Work instruction
All entries must be transcribed without a single difference.

Excerpts from a dataset
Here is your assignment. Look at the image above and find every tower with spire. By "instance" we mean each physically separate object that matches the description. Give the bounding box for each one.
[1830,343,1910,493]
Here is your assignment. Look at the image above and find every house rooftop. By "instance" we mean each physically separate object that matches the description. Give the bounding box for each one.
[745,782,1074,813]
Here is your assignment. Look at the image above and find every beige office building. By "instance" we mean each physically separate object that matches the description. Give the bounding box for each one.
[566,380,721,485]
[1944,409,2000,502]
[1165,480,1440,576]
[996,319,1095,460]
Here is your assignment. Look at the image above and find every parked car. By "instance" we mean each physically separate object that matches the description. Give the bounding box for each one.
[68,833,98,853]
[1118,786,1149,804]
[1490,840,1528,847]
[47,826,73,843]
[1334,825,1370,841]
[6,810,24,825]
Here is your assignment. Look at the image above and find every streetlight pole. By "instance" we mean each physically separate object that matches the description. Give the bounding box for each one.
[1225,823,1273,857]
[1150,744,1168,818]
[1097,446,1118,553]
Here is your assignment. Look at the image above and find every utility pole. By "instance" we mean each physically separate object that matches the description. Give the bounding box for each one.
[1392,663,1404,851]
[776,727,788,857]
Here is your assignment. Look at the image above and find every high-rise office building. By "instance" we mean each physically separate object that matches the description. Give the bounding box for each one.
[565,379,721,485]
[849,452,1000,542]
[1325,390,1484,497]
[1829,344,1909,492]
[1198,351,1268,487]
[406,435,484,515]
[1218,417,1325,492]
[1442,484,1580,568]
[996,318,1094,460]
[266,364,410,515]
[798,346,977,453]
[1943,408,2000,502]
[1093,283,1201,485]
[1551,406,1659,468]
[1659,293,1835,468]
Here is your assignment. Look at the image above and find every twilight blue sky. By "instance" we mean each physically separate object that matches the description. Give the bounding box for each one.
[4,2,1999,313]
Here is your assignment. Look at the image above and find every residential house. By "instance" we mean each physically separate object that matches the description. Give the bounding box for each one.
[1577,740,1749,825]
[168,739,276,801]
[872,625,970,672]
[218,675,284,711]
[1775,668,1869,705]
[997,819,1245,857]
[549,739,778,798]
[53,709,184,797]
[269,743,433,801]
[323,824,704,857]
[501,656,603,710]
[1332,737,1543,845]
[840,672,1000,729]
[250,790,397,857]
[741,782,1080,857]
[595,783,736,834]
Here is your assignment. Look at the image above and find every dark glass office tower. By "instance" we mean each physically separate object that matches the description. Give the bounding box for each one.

Result of this exercise
Here is your assignment. Look at the image above and find every tower with spire. By "instance" we mean each physically separate object that matches the description. Give the bounding box for each one.
[1830,343,1910,493]
Here is your assignment. Look at the image above and find every house rooftop. By "instance" we mean each physically separate object that matches the description. Give the bounding box for each one.
[745,782,1074,813]
Here is your assignment. Look at the image above and find every beige office building. By "instance" we mean each physically separate object that matches the description. Give the bounding box for each one.
[566,380,721,485]
[1944,409,2000,502]
[1165,480,1440,576]
[996,319,1095,460]
Here is your assignment. Look at the image above and find every parked car. By "instance" we mean each physically separate object that matches the description. Give the bounding box for each one.
[68,833,98,853]
[1118,786,1149,804]
[1490,840,1528,847]
[47,826,73,843]
[1334,825,1370,841]
[6,810,24,825]
Here is your assignment. Look at the image above and find every streetlight pole. By "instance" we mean each physically separate object that matches the description. Give the bounding box for each one.
[1225,823,1273,857]
[1150,744,1168,818]
[1097,446,1118,553]
Here is your assignment. Look at the image above and find every utility pole. By "instance" we mean each physically separate object that matches the description. Give the bounding box for each one.
[1392,663,1404,851]
[776,727,788,857]
Here is your assignment. Look at the image above and find every high-rise office building. By "instance" we mean each physically separate object that matches the description. Give the bounding box for each one.
[565,379,721,485]
[849,452,1000,542]
[1325,390,1484,497]
[1829,344,1909,492]
[1198,351,1268,487]
[406,435,484,515]
[1218,417,1325,492]
[1442,484,1580,568]
[996,318,1094,460]
[266,364,410,515]
[798,346,977,453]
[1943,408,2000,502]
[1093,283,1201,485]
[1551,406,1659,468]
[1659,293,1835,468]
Here is your assignment. Look at the image above and find every twilight blue sky. By "instance" we mean each physically separate object that matches the description. Give the bounding box for each one.
[4,2,1999,313]
Here is your assignment. Look at the image above and find every residential house. By "instance" we mean each physically separate object that matches the description. Give the bounding box for each one.
[1577,740,1749,825]
[168,739,276,801]
[872,625,970,672]
[218,675,284,711]
[1775,668,1869,705]
[997,819,1245,857]
[549,739,778,798]
[53,709,184,797]
[269,743,433,801]
[323,824,704,857]
[501,656,603,710]
[1332,737,1543,845]
[840,672,1000,729]
[250,790,397,857]
[741,782,1080,857]
[595,783,736,834]
Here is your assignment. Look at the image above and find every dark glass office tower. By "instance" we mean each physically separate object that matches the description. Give the bounding box for each one.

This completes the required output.